* TASK TO COMPLETE *
Write out the listing below word for word, leaving out the pictures.

====== AVAILABLE DATA

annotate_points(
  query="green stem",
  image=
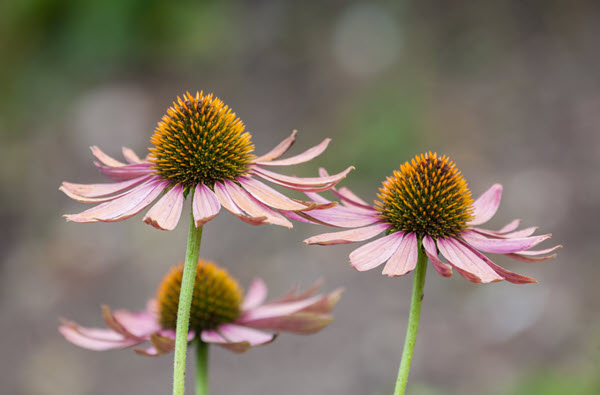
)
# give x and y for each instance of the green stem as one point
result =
(185, 301)
(201, 367)
(413, 322)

============

* SOLUTION *
annotate_points(
  query="green stem",
  image=
)
# give x and y for each instance of the green stem as one point
result =
(185, 301)
(201, 367)
(413, 322)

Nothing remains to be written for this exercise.